**Page excerpt**
Finally could make it using
regexp_replace (my_field_to_trim, '.+my_triming_string' , '') for the "leading" 
case

regexp_replace (my_field_to_trim, 'my_triming_string(.+)' , '') for the 
"trailing" case

And both of them in this order a for the "both" one.
I don't know why, but  could not use '*?'
Since in no instance my_triming_string was at the extremlity of the sting, I 
did not need it, but I guess something like '(|.+)my_triming_string'could have 
worked



________________________________
 De : Bruce Momjian [via PostgreSQL] <ml-node+s1045698n5766983...@n5.nabble.com>
À : Romain Billon-Grand <romainbillongr...@yahoo.fr> 
Envoyé le : Vendredi 9 août 2013 18h24
Objet : Re: BUG #8335: trim() un-document behaviour
 


On Fri, Aug  9, 2013 at 11:06:15AM -0400, Tom Lane wrote: 

> Bruce Momjian <[hidden email]> writes: 
> > The attached patch swaps the arguments in the parser, and allows your 
> > expected behavior: 
> 
> This patch is completely unsafe.  It will break stored rules, which may 
> contain calls using the existing argument order (which will be dumped 
> without any of the SQL-spec syntactic sugar).  To say nothing of existing 
> applications that may be relying on calling the underlying functions with 
> their existing argument order.

(Stored records)
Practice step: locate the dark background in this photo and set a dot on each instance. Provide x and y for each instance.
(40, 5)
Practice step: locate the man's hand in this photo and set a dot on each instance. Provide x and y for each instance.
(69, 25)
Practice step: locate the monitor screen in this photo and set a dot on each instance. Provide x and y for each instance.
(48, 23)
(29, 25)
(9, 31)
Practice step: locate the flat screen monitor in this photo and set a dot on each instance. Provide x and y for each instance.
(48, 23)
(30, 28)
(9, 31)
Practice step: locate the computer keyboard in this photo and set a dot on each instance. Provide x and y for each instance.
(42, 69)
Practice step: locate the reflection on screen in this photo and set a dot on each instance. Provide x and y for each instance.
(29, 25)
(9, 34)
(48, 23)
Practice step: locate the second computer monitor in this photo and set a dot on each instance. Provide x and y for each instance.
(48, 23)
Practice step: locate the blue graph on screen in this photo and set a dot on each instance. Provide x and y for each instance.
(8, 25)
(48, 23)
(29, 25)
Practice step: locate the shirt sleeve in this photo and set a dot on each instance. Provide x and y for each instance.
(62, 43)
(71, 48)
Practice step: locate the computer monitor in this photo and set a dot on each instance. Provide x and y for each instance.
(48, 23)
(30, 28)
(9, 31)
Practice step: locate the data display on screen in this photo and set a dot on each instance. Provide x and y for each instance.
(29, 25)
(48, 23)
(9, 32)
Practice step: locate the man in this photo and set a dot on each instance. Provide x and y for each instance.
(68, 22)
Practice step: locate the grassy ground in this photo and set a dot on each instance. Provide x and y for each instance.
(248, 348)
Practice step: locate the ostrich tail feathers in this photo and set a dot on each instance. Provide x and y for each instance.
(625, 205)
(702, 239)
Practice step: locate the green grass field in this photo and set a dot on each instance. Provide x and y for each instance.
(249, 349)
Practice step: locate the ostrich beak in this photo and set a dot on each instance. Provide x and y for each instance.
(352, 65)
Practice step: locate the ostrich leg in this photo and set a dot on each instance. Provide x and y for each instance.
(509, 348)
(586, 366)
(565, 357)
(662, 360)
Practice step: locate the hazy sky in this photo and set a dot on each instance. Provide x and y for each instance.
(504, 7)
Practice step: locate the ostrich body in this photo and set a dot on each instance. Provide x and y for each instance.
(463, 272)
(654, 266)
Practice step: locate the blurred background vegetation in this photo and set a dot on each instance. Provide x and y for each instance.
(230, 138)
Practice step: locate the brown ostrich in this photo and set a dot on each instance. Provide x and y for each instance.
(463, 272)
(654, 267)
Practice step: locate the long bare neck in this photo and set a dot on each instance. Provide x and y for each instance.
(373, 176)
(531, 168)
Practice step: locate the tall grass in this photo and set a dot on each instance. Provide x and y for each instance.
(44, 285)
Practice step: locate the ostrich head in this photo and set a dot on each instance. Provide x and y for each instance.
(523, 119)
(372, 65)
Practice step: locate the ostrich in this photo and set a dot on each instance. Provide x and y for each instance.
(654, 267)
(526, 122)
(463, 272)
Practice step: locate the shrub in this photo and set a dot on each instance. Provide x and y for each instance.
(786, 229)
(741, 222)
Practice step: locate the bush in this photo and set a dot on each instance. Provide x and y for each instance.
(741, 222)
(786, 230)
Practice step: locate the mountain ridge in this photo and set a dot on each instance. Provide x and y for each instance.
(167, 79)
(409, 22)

**Problems to work on**
A. Answer these questions about the trim() email.
(i) Which function did the writer end up using for the "leading" and "trailing" cases?
(ii) According to Tom Lane, what will the patch break?
(iii) What is the subject line of the quoted message?
B. Write out the passage of the trim() email from "On Fri, Aug" to "existing argument order.", without changing a word.

**Expected outputs**
A.
(i) regexp_replace
(ii) Stored rules
(iii) Re: BUG #8335: trim() un-document behaviour

B.
On Fri, Aug  9, 2013 at 11:06:15AM -0400, Tom Lane wrote: 

> Bruce Momjian <[hidden email]> writes: 
> > The attached patch swaps the arguments in the parser, and allows your 
> > expected behavior: 
> 
> This patch is completely unsafe.  It will break stored rules, which may 
> contain calls using the existing argument order (which will be dumped 
> without any of the SQL-spec syntactic sugar).  To say nothing of existing 
> applications that may be relying on calling the underlying functions with 
> their existing argument order.